§ Task statement:
Change "drop a dot" to "place a point" in the listing, starting with the line with "the child's hand" and going on through the line with "[(53, 120), (32, 79), (47, 93)]", and write out those lines with nothing else altered. Leave the picture out of your answer.
## START Provided data
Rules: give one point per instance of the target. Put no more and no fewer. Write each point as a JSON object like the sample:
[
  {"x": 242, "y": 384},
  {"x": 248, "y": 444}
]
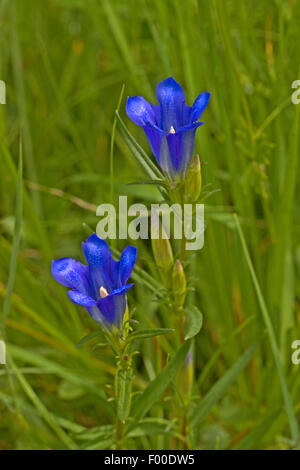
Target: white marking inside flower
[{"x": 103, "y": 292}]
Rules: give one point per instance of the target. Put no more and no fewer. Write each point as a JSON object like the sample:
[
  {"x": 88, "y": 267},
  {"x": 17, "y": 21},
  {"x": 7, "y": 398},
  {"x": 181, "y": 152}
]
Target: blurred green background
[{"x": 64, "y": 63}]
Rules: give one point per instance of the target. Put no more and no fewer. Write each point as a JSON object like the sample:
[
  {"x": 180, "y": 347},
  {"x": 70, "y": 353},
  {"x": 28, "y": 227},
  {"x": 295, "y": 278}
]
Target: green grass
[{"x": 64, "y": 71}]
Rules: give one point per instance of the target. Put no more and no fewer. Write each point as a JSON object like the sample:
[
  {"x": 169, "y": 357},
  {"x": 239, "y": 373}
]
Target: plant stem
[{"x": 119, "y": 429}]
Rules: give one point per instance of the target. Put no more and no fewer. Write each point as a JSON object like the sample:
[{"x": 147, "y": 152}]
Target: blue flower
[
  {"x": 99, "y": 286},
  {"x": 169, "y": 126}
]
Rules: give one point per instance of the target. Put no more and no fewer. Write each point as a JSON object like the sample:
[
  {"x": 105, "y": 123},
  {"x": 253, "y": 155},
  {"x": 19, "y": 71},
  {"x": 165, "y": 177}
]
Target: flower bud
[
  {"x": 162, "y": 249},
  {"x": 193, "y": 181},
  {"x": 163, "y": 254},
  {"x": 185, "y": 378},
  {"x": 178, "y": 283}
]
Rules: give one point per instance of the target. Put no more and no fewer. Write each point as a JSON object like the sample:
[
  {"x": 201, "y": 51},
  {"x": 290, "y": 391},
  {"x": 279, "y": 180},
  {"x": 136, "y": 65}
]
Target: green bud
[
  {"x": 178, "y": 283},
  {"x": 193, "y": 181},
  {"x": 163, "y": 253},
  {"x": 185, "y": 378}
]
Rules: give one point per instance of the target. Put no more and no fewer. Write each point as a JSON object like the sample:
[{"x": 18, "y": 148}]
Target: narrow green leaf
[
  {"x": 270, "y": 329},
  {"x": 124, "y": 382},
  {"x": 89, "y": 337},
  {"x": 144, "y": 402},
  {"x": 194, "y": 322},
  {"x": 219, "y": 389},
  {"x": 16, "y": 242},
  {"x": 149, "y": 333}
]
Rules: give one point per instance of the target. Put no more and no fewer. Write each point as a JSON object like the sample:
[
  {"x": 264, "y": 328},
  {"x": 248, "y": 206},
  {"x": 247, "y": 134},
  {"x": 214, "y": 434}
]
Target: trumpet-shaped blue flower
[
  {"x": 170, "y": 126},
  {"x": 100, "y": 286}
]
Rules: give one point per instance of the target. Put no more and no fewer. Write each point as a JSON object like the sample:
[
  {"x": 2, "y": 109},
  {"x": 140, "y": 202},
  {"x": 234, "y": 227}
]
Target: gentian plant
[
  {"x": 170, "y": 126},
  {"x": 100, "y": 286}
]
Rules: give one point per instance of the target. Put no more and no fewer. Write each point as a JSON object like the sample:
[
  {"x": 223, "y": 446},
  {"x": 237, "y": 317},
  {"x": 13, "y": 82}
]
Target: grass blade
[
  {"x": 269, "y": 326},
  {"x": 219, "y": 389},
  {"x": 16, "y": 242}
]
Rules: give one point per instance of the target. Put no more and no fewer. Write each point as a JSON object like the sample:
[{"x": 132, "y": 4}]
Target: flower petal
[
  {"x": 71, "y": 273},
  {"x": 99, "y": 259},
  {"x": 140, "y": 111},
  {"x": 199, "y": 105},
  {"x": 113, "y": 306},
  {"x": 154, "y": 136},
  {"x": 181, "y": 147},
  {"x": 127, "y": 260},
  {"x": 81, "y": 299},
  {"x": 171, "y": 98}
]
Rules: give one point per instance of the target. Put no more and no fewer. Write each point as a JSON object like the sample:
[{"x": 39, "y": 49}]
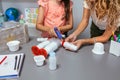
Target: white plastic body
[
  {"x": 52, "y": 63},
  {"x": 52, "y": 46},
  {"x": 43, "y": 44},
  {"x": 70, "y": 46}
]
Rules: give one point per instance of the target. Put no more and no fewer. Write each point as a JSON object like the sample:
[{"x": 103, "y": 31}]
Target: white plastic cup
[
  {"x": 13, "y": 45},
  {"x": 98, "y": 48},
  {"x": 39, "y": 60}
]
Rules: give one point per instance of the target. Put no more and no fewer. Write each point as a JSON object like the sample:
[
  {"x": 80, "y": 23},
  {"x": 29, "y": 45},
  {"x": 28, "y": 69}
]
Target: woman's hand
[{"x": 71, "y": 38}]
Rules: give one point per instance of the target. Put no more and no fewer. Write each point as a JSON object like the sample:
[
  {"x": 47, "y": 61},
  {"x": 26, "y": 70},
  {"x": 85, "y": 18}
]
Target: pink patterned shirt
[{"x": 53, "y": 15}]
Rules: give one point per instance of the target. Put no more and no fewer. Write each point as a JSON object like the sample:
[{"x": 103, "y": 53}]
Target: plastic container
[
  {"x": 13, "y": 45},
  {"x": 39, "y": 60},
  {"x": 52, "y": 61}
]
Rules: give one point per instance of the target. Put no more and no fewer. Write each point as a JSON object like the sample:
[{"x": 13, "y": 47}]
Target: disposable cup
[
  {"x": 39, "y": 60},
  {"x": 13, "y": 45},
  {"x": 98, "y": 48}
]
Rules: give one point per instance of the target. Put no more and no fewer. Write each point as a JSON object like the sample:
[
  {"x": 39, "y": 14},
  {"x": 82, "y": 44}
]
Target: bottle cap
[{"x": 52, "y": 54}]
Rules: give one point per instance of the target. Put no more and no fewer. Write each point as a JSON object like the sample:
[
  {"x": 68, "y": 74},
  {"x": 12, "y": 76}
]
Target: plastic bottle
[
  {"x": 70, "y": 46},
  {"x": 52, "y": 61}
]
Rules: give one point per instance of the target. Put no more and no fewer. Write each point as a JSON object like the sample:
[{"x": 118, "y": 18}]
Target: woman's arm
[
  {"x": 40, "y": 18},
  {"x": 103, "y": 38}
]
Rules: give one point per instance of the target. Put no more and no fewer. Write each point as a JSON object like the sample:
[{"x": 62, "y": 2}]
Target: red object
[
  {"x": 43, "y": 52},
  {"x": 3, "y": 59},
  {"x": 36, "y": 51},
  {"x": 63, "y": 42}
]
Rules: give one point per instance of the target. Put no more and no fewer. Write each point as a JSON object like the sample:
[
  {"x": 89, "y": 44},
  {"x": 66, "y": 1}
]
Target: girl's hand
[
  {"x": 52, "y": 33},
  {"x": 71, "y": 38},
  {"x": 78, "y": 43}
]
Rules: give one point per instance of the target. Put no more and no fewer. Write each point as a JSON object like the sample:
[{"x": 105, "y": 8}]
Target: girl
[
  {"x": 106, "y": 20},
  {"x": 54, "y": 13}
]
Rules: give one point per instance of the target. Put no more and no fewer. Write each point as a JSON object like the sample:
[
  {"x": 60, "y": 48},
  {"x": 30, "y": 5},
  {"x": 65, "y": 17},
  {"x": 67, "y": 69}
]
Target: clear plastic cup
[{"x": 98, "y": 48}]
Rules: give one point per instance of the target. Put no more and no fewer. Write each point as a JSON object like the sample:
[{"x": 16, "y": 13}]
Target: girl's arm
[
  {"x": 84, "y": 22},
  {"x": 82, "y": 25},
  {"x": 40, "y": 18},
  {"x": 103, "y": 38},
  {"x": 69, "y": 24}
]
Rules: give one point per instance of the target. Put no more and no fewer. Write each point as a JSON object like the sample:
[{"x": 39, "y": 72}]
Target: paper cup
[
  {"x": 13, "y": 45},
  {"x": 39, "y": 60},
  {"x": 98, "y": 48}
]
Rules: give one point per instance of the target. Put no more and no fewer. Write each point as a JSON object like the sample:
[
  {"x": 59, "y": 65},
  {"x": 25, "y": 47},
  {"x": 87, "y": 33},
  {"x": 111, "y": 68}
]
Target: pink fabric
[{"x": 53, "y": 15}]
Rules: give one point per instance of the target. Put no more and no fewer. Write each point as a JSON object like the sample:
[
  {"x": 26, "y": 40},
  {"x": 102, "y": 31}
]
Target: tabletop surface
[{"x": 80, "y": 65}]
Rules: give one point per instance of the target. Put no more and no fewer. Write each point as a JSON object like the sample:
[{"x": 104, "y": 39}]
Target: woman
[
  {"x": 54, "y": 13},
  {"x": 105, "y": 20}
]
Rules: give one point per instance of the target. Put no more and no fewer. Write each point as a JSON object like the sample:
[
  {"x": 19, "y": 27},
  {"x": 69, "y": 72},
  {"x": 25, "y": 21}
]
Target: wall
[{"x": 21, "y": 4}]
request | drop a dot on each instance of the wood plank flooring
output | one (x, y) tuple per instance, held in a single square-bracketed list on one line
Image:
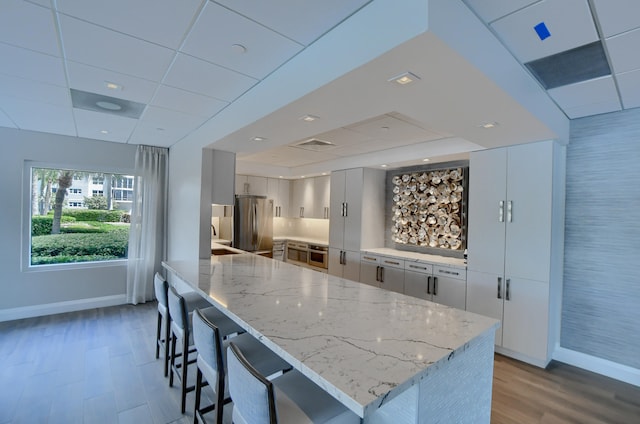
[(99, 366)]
## END Provided data
## START Provided data
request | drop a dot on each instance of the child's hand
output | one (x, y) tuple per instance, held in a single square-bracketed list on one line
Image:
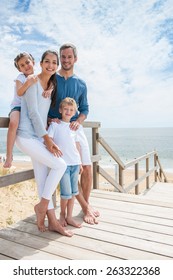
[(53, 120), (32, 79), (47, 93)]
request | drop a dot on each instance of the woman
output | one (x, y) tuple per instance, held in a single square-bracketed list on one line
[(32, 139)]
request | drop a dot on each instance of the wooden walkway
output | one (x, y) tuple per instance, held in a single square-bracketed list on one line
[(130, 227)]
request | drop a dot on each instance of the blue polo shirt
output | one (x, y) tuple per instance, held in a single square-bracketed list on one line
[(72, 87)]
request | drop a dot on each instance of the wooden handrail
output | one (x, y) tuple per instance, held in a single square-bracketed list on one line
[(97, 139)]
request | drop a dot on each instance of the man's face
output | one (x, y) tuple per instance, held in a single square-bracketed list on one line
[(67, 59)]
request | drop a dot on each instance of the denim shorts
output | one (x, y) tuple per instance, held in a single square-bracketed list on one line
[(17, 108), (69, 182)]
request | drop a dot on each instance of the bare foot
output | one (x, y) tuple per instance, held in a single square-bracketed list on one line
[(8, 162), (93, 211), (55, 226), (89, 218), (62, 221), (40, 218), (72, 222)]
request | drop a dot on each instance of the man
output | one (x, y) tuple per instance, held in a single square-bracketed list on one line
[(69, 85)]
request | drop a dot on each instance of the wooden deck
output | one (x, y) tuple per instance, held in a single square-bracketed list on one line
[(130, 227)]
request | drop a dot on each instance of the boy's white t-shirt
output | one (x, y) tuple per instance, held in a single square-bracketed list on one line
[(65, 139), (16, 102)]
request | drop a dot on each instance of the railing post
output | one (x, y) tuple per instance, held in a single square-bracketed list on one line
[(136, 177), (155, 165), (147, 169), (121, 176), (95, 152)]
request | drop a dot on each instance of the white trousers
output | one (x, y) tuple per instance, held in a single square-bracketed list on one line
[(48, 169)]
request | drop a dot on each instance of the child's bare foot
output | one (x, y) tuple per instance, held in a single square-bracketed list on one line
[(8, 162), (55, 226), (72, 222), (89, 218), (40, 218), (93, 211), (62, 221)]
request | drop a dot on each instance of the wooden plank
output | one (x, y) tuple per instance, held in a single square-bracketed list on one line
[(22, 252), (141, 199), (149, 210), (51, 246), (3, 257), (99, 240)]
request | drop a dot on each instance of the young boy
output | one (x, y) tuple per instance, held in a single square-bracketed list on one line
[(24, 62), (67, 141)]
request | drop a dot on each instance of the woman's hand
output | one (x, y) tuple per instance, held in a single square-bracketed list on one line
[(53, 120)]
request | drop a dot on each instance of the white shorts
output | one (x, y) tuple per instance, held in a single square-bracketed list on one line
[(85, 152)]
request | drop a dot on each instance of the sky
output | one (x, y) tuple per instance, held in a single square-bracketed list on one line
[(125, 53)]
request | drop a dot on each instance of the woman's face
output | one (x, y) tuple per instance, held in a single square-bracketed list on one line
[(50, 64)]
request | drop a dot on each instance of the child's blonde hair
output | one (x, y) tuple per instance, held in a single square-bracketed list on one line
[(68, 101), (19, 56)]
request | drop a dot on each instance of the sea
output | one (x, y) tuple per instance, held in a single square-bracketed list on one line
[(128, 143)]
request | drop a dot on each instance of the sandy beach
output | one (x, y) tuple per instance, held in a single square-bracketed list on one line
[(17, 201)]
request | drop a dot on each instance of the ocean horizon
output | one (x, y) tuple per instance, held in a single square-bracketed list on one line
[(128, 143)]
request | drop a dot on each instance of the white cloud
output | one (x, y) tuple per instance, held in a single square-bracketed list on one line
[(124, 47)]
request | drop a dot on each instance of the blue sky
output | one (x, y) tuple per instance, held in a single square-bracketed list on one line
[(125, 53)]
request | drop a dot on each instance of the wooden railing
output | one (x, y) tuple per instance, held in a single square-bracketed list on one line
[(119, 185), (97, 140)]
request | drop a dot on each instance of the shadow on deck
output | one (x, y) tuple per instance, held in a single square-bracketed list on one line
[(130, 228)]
## END Provided data
§ Result below:
request | place a point on each instance of the child's hand
output | one (x, y) tuple per instance, held in a single square-bracketed list on one line
Image:
[(53, 120), (32, 79), (47, 93)]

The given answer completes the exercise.